### [Set exercise]
Can you reproduce all of the material below, substituting "occurrence" for every "instance" and leaving everything else the same?

### [Extracted entries]
=======

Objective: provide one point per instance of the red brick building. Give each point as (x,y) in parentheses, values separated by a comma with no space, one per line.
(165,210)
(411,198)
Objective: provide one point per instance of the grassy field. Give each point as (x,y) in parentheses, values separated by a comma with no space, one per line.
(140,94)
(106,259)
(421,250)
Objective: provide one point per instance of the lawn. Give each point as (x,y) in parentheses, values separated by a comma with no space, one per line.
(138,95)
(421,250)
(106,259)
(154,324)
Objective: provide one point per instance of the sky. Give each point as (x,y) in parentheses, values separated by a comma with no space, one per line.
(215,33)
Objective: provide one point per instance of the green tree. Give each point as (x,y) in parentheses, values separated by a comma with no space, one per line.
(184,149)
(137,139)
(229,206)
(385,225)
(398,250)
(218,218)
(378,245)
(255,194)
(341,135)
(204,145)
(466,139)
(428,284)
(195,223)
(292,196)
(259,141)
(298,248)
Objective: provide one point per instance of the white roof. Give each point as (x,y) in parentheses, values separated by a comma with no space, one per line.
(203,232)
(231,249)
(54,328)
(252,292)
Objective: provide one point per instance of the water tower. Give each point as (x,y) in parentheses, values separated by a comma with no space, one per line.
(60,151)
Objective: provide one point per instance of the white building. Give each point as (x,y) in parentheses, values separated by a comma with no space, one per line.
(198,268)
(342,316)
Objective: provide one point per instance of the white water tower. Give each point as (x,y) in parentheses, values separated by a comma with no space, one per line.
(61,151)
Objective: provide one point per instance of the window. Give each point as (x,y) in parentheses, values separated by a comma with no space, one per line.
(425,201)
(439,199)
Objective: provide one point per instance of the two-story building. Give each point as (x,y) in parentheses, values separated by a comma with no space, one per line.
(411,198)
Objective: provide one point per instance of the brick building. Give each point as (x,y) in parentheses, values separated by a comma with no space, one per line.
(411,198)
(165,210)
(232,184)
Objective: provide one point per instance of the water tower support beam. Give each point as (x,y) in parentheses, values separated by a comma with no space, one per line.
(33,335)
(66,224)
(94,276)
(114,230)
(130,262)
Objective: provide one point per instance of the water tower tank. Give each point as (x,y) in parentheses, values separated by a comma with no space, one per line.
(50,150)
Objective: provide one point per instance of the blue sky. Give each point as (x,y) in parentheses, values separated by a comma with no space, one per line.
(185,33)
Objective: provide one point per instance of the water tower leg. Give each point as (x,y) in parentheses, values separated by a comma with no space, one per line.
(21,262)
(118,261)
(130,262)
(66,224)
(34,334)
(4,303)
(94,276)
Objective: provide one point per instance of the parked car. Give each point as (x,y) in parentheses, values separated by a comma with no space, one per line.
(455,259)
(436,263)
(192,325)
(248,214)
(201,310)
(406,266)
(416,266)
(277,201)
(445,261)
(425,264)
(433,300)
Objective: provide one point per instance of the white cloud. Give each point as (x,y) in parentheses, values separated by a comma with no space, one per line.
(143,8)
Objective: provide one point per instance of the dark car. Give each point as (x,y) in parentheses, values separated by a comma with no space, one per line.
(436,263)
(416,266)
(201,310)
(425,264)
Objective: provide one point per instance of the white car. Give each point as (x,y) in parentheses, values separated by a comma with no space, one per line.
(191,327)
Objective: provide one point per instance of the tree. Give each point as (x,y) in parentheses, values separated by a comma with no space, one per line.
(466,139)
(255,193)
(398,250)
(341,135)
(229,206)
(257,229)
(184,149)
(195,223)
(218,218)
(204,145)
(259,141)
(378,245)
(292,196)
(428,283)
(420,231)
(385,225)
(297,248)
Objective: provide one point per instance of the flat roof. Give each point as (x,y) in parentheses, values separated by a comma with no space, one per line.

=======

### [The reply]
Objective: provide one point per occurrence of the red brick building. Give each point as (x,y) in parentheses, values separated by a comma with no space, one per line.
(165,210)
(411,198)
Objective: provide one point per occurrence of the grassy field. Give each point as (x,y) in parentheses, values separated by a comma with no space, one per line.
(140,94)
(106,259)
(421,250)
Objective: provide one point per occurrence of the lawn. Give each point as (x,y) in parentheses, values separated by a comma with no space, one per line.
(138,95)
(421,250)
(106,259)
(154,324)
Objective: provide one point per occurrence of the sky. Give each point as (x,y) in parentheses, values separated by a comma with no space, one per line.
(215,33)
Objective: provide one point per occurrence of the green tree. Give each point as (x,y) in parentheses, values separated by a comma with no space, one per line.
(184,149)
(137,139)
(229,206)
(385,225)
(398,250)
(218,218)
(378,245)
(255,194)
(341,135)
(204,145)
(466,139)
(428,284)
(195,223)
(292,196)
(259,141)
(298,248)
Objective: provide one point per occurrence of the white roof. Give each point as (x,y) in parentheses, values separated by a comma with no space, one per line.
(203,232)
(231,249)
(54,328)
(252,292)
Objective: provide one point per occurrence of the water tower. Give each point as (x,y) in parentheses, values separated by a comma with no space, one per line.
(60,151)
Objective: provide one point per occurrence of the white building. Give each point as (x,y) in parentheses, values separated by a comma with no space, one per line.
(198,268)
(342,316)
Objective: provide one point per occurrence of the white water tower. Give each point as (x,y) in parentheses, values separated by a comma with no space, one per line.
(61,151)
Objective: provide one point per occurrence of the window. Give each point as (x,y) in parentheses, values separated by a comma with no space, one per line.
(425,201)
(439,199)
Objective: provide one point per occurrence of the two-story building. Give each point as (x,y) in parentheses, values separated by a comma with no space, one per line.
(411,198)
Objective: provide one point per occurrence of the brick building. Give each point as (x,y) in parentheses, values separated by a comma with no space, one per line.
(411,198)
(165,210)
(232,184)
Objective: provide one point per occurrence of the water tower support beam. Give each point as (x,y) in parentheses, values separated by a comma with no space, one per line.
(33,335)
(66,224)
(94,276)
(114,230)
(130,262)
Objective: provide one point per occurrence of the water tower tank. Give each point as (x,y) in parentheses, values separated by a comma with no space, one per line.
(50,150)
Objective: provide one point per occurrence of the blue sky. Give each point as (x,y) in parentheses, values separated by a comma with no space, one per line.
(185,33)
Objective: provide one point per occurrence of the water tower leg. Give each point as (x,y) in parentheses, values separated by a comma with no space, one per line.
(21,262)
(118,261)
(130,262)
(66,224)
(34,334)
(4,303)
(94,276)
Objective: provide one point per occurrence of the parked car. Give each point as (x,y) in parentheses, values separated by a comma with no space, one per line.
(455,259)
(436,263)
(192,325)
(248,214)
(201,310)
(406,266)
(416,266)
(277,201)
(445,261)
(425,264)
(433,300)
Objective: provide one point per occurrence of the white cloud. Give each point as (x,y) in parentheses, values separated by a comma with no space, one per line.
(143,8)
Objective: provide one point per occurrence of the dark car. Give each point as (x,y) in parentheses, values separated by a comma with no space, one per line.
(436,263)
(416,266)
(201,310)
(425,264)
Objective: provide one point per occurrence of the white car. Give each point as (x,y) in parentheses, values separated by a comma with no space, one per line.
(191,327)
Objective: provide one point per occurrence of the tree. Give each point as (x,y) in parentheses, values separated by a comma with no space, one per line.
(466,139)
(255,193)
(398,250)
(341,135)
(229,206)
(257,229)
(184,149)
(195,223)
(218,218)
(204,145)
(259,141)
(378,245)
(292,196)
(428,283)
(420,231)
(385,225)
(297,248)
Objective: provide one point per occurrence of the flat roof. Give each point as (x,y) in parentheses, values separated by a comma with no space, one per line.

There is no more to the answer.